TEXT EXCERPT:
===============

Over the next five years, 2,000 of them will be killed in the valley of the Luanwga River, a tributary of the Zambezi. On June 14, in response to criticism, the cull was put on hold, ‘to allow for extensive consultations’. However, the Foundation claims that it was reinstated following a Ministry of Arts and Tourism meeting on June 22. A contract to shoot the animals, it’s alleged, has been given to Theo De Marillac, a South African safari operator.
Government officials say there are too many hippos along the Luanwga and water levels have fallen too low to support them. They claim, also, that reducing hippo numbers would prevent the spread of anthrax. Critics argue, however, that there is no evidence that hippo numbers are unusually high, nor have rainfall and river data been published showing that the Luangwa can’t support the animals. Hippos spread anthrax during epidemics but there isn’t one in Zambia at present. How could an indiscriminate cull of hippos prevent future outbreaks, they ask?
A commercial hunting operation, it’s claimed, is being disguised as population management. Trophy hunters will carry out the killing, paying for the privilege of doing so. The Lusaka Times published a leaked photograph of De Marillac, describing him as the ‘hippo killer of the Luangwa’. He is standing, gun in hand, over a victim. An advertisement on the Web says that clients will ‘experience the rare and exciting opportunity of participating in a controlled hippo hunt in Zambia’s Upper and Lower Lupandi’. It offers ‘a very exciting adrenalin-pumping safari’.

===============

EXTRACTED RECORDS:
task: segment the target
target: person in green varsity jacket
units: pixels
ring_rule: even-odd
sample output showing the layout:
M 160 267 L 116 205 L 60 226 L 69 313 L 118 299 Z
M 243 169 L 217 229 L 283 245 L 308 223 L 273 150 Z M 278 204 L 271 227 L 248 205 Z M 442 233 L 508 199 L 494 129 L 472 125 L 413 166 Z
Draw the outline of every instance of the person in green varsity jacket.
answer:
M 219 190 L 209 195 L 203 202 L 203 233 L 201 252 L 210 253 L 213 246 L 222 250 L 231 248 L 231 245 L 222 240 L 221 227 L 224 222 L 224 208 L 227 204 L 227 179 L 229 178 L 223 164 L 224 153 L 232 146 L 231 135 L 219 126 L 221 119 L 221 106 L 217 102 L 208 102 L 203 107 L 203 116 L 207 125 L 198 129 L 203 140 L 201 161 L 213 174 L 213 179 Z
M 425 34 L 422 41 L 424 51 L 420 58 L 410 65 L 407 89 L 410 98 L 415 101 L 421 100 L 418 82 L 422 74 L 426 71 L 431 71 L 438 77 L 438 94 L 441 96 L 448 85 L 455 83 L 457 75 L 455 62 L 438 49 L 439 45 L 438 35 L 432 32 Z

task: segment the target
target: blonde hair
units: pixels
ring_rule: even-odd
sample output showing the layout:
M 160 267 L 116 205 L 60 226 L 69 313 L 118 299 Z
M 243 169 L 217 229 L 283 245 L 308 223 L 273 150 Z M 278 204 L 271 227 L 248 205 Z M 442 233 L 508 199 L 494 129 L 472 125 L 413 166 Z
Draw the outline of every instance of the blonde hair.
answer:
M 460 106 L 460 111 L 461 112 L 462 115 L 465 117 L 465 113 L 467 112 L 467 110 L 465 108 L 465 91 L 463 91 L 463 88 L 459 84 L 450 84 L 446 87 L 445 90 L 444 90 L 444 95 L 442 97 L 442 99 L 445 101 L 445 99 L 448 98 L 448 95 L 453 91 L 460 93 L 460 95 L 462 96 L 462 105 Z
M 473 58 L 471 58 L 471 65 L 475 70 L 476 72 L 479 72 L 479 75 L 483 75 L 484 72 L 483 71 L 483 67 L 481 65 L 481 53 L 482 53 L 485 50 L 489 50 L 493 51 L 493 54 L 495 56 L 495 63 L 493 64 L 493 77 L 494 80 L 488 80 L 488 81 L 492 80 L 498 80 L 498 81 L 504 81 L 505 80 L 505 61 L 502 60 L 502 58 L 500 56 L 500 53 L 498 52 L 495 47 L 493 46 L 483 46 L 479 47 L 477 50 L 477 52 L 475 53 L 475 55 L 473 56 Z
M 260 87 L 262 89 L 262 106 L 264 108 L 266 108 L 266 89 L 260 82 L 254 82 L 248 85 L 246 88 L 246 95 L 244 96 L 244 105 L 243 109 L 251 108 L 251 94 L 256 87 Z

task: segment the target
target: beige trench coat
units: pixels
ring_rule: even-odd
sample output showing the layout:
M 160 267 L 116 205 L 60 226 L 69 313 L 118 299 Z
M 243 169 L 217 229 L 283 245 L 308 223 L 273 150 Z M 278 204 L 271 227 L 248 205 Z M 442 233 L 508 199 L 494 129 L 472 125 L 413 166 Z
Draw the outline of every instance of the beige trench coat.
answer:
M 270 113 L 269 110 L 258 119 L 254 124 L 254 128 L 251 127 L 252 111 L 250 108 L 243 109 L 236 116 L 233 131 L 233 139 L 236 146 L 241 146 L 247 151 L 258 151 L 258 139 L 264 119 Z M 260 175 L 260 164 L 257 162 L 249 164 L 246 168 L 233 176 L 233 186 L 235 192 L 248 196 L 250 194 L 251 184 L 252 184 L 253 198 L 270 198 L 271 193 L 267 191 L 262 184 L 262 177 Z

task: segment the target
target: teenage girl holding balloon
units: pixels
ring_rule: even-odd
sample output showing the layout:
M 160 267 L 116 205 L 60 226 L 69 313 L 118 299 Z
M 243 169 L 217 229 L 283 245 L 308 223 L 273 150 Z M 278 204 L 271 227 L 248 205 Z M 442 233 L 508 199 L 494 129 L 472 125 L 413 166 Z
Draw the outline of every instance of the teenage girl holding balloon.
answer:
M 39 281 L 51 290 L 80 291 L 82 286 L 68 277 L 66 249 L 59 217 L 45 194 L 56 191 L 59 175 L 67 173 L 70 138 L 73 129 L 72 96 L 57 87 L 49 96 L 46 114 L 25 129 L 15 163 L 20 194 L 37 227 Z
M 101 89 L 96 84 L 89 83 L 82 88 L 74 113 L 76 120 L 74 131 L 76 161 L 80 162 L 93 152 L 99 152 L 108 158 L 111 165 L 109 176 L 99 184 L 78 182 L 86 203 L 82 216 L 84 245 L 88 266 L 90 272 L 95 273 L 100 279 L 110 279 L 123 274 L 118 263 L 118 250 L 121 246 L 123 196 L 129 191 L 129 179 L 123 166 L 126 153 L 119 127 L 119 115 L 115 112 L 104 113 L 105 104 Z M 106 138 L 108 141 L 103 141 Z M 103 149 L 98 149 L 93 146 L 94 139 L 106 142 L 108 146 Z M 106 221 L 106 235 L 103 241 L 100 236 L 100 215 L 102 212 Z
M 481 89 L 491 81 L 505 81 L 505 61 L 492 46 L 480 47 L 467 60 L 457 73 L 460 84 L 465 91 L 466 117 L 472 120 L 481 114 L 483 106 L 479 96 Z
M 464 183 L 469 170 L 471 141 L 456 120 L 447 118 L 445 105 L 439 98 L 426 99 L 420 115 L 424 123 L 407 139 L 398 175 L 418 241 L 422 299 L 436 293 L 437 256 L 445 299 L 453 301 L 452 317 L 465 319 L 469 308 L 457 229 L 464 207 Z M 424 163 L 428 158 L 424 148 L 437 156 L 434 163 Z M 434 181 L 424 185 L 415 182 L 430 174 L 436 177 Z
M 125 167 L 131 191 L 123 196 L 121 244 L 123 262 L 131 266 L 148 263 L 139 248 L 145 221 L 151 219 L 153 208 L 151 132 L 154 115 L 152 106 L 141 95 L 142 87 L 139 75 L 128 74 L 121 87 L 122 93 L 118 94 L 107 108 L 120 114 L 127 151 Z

===============

WORK REQUIRED: In the text on the hippo cull, who has allegedly been given the contract to shoot the animals? The data plays no part in this exercise.

RESULT OF THIS EXERCISE: Theo De Marillac, a South African safari operator.